(Beginning of GIVEN RECORDS)

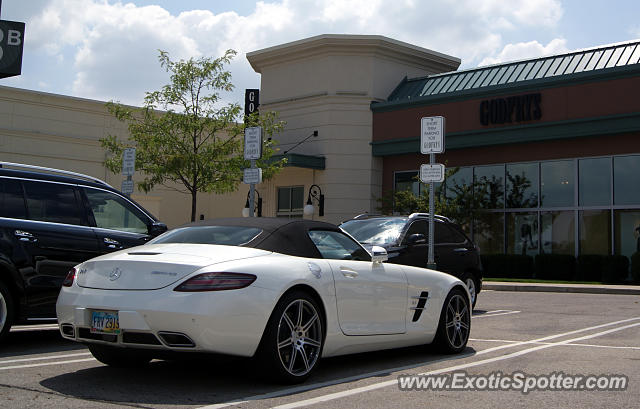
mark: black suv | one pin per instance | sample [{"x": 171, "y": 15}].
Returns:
[
  {"x": 51, "y": 220},
  {"x": 406, "y": 240}
]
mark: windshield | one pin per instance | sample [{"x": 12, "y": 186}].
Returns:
[
  {"x": 227, "y": 235},
  {"x": 375, "y": 232}
]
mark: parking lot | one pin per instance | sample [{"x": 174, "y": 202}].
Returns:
[{"x": 512, "y": 332}]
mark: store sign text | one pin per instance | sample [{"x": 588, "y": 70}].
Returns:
[{"x": 511, "y": 109}]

(End of GIVEN RECORDS)

ACTION ITEM: Look through the entries for lines containing the word "sample" and return each one.

SOLUTION:
mark: black suv | one pin per instance | sample [{"x": 171, "y": 15}].
mark: windshield | one pin per instance | sample [{"x": 12, "y": 186}].
mark: parking lot | one pin per instance | sample [{"x": 174, "y": 202}].
mark: store sign text | one pin per instance | sample [{"x": 588, "y": 70}].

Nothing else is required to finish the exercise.